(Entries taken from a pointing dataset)
[Begin]

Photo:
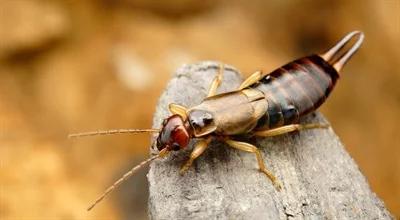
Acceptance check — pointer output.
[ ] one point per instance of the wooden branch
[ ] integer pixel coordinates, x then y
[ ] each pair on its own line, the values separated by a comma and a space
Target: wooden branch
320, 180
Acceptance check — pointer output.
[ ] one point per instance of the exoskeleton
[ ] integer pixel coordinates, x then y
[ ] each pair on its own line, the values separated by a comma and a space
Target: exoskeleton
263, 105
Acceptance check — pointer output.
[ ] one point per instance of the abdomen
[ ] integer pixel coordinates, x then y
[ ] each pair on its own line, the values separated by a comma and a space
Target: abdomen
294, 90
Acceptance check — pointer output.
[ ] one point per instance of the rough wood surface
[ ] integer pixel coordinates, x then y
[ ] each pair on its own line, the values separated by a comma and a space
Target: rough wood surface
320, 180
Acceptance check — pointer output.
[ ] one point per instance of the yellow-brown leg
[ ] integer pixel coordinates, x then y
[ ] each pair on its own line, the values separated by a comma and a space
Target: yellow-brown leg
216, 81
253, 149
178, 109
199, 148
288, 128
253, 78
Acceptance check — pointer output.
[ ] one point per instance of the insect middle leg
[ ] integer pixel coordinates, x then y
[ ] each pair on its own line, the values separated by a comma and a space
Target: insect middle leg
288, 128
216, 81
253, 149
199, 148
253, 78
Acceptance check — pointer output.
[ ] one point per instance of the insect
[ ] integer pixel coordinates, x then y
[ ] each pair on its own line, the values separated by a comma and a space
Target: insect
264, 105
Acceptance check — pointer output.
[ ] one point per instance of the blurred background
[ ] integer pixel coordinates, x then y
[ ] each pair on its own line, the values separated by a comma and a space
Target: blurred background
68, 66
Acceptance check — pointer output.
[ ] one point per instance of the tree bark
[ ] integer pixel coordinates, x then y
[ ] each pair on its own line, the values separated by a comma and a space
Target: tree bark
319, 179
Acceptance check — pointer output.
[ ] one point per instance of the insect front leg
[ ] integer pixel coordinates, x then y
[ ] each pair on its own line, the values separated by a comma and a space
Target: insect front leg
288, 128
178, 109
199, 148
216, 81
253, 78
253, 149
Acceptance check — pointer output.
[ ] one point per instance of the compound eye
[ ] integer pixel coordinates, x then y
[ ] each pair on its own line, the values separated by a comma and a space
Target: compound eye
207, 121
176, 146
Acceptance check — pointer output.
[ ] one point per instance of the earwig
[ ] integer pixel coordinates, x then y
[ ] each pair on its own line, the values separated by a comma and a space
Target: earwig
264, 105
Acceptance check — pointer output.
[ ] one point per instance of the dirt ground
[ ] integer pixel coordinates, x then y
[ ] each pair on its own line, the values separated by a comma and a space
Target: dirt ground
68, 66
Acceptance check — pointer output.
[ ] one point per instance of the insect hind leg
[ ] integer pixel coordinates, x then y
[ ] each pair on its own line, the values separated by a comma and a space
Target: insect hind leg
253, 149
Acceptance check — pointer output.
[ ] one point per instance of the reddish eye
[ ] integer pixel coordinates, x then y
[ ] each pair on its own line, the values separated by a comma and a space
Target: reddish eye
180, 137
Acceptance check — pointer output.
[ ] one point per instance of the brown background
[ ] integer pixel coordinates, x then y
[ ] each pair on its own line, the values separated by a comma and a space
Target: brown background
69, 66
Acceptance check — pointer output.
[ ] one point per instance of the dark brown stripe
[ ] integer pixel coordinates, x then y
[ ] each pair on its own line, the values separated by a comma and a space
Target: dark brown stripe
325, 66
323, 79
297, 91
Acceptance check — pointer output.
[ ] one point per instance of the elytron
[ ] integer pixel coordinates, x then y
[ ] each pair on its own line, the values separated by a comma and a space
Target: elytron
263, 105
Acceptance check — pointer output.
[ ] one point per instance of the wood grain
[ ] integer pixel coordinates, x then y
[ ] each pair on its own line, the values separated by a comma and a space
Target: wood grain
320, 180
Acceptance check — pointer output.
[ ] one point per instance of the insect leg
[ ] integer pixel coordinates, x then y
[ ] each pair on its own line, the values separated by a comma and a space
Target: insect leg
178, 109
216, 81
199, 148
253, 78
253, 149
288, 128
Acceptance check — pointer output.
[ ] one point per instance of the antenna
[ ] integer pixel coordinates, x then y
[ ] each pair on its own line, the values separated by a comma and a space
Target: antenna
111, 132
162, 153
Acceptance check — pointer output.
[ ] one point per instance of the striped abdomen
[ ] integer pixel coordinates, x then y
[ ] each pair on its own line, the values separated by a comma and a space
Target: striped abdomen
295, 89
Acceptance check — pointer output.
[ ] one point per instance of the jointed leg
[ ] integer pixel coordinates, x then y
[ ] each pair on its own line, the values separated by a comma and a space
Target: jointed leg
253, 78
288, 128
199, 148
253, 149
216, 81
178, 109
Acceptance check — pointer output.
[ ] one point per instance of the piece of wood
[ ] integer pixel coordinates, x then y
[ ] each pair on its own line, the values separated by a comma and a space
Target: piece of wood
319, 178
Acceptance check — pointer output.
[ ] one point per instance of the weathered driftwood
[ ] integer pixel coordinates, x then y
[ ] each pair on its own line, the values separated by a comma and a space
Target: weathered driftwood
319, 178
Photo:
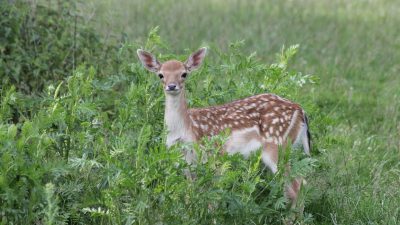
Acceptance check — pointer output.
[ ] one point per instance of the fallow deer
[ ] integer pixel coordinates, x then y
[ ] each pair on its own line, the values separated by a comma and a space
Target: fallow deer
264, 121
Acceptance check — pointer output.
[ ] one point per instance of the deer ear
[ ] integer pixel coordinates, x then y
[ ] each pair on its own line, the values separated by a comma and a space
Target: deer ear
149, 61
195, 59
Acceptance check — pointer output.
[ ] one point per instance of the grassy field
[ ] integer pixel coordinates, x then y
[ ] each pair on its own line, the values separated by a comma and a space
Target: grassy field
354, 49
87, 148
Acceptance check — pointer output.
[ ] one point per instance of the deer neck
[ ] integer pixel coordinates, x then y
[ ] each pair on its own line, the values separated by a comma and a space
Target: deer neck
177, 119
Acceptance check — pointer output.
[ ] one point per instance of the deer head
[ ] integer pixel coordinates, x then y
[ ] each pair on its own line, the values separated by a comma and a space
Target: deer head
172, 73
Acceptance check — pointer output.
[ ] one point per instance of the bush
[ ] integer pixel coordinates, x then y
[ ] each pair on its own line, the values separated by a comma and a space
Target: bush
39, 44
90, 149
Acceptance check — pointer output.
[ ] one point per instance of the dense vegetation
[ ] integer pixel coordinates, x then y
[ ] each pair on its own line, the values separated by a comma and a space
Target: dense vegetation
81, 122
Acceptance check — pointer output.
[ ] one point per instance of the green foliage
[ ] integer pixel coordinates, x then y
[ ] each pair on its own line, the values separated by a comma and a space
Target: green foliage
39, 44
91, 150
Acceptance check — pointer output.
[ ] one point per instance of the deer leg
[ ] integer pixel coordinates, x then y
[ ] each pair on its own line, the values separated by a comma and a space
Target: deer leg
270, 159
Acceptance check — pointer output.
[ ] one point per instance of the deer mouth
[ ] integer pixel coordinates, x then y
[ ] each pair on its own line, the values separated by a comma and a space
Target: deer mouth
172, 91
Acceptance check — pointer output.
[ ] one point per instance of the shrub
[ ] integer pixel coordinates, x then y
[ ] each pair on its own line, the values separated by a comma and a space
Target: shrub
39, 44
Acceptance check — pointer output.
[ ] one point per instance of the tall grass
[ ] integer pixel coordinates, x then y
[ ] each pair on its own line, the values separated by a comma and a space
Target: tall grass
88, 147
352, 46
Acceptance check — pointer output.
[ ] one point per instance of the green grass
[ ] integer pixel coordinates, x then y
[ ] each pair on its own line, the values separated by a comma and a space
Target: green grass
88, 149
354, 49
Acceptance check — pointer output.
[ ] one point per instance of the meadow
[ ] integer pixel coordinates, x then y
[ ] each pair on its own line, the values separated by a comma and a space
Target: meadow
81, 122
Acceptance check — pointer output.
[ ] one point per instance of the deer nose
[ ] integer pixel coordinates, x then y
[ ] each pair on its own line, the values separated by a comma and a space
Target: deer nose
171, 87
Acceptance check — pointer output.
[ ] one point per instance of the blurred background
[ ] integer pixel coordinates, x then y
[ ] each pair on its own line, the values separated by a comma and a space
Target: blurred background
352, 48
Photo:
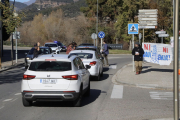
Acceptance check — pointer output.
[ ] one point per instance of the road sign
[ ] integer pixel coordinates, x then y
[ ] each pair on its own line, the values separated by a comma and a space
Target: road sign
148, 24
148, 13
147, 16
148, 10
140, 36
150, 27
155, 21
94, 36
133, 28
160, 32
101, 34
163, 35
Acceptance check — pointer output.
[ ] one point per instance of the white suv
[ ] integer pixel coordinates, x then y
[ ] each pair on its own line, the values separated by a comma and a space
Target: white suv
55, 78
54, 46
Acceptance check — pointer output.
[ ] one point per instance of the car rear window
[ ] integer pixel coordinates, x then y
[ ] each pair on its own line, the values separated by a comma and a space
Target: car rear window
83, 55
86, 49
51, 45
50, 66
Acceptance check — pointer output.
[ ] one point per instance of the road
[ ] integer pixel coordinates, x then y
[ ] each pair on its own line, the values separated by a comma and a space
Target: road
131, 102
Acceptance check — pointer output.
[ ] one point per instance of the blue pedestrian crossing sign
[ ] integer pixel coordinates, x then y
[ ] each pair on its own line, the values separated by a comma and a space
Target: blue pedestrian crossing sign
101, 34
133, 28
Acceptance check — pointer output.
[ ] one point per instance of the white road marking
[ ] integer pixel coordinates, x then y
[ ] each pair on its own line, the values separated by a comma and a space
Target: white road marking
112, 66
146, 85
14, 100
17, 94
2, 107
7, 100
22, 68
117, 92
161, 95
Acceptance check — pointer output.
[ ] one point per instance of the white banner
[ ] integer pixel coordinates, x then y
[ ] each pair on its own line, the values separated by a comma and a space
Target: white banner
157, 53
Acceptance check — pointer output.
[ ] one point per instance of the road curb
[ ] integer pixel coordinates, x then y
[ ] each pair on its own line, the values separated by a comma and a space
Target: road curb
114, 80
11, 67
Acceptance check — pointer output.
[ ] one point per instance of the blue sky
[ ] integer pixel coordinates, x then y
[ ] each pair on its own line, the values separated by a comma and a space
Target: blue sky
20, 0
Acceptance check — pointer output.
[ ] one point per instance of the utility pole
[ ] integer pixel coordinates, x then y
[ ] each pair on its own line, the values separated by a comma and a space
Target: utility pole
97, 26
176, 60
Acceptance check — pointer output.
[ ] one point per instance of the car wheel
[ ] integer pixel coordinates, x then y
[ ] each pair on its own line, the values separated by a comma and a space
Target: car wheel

[End]
[Begin]

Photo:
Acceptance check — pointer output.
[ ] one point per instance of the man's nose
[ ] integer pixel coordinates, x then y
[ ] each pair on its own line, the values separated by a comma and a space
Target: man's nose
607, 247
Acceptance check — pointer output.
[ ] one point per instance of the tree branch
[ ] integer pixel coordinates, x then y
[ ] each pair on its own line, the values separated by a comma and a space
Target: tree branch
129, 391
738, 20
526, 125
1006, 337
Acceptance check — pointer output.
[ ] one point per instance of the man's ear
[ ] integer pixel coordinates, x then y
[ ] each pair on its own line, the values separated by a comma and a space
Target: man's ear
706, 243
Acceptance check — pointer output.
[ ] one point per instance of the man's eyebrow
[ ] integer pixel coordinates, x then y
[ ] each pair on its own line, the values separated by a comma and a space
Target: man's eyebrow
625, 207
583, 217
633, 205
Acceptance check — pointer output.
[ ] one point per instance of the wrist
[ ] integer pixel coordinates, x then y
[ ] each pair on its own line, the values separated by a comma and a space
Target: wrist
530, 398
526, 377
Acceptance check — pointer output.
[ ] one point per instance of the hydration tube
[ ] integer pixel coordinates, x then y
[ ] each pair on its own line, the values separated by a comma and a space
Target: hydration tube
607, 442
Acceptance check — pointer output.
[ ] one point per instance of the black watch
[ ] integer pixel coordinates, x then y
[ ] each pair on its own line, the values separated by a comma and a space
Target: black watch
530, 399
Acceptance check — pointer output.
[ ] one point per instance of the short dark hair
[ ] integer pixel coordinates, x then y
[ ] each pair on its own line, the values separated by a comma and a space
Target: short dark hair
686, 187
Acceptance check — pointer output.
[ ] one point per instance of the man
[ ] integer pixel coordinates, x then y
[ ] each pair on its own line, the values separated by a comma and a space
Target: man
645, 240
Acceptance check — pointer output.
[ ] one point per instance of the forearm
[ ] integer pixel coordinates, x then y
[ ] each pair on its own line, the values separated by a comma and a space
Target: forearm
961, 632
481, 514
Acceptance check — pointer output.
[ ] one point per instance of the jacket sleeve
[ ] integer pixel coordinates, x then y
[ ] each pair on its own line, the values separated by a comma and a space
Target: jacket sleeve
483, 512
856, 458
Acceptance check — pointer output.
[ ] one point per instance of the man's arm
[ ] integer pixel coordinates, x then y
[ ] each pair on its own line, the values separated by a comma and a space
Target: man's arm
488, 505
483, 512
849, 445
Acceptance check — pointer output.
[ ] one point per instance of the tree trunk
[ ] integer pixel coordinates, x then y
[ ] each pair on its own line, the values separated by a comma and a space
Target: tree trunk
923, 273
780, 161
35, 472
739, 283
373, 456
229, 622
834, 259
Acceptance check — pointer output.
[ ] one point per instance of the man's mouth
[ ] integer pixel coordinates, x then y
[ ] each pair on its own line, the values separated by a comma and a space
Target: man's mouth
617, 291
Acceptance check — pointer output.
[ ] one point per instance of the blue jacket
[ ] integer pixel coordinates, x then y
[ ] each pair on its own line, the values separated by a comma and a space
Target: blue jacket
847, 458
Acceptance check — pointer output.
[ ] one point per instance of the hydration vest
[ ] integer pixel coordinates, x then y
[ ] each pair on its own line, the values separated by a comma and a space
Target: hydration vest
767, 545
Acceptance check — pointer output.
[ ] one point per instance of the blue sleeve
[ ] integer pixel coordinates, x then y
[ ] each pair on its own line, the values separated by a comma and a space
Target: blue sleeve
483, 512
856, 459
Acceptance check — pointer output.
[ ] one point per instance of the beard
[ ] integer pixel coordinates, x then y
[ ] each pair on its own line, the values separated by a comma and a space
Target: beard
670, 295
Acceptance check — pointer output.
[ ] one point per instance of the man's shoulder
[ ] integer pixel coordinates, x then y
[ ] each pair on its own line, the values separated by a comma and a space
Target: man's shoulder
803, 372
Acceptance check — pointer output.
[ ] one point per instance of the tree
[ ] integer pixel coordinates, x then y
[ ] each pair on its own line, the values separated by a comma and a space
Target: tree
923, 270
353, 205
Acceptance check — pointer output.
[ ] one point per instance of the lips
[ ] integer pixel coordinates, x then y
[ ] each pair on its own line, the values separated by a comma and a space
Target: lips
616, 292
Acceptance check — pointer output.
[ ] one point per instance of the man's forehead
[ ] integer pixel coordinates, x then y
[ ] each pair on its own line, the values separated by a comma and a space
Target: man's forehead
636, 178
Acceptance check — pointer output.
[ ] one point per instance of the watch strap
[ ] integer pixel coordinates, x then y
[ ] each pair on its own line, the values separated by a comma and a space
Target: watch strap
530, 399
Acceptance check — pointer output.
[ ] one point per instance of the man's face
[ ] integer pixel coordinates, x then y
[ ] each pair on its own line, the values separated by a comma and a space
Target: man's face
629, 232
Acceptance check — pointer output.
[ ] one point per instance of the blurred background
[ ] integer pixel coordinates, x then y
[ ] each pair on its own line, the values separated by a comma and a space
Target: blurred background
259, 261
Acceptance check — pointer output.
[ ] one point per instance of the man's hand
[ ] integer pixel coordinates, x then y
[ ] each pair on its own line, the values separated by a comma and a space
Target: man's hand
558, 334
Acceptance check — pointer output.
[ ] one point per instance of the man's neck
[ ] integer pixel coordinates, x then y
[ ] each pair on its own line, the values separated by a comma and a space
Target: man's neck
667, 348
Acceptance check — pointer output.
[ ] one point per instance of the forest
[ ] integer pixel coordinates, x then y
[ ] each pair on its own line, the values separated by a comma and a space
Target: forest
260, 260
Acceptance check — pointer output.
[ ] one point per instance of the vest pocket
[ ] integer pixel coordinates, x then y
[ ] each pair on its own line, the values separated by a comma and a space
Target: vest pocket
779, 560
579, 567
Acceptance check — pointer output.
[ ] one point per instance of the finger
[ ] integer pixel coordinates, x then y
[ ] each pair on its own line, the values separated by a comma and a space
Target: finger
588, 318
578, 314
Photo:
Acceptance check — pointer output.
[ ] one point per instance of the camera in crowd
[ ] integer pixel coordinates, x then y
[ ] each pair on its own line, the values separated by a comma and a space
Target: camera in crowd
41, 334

[End]

WHAT YOU NEED TO DO: Gather every line of the listing above that contains the string "watch", and copy each one unchanged. Matching is case-sensitive.

WRITTEN ANSWER:
[ ] one point per instance of the black watch
Target: black watch
[ ] one point per instance of the watch strap
Target: watch strap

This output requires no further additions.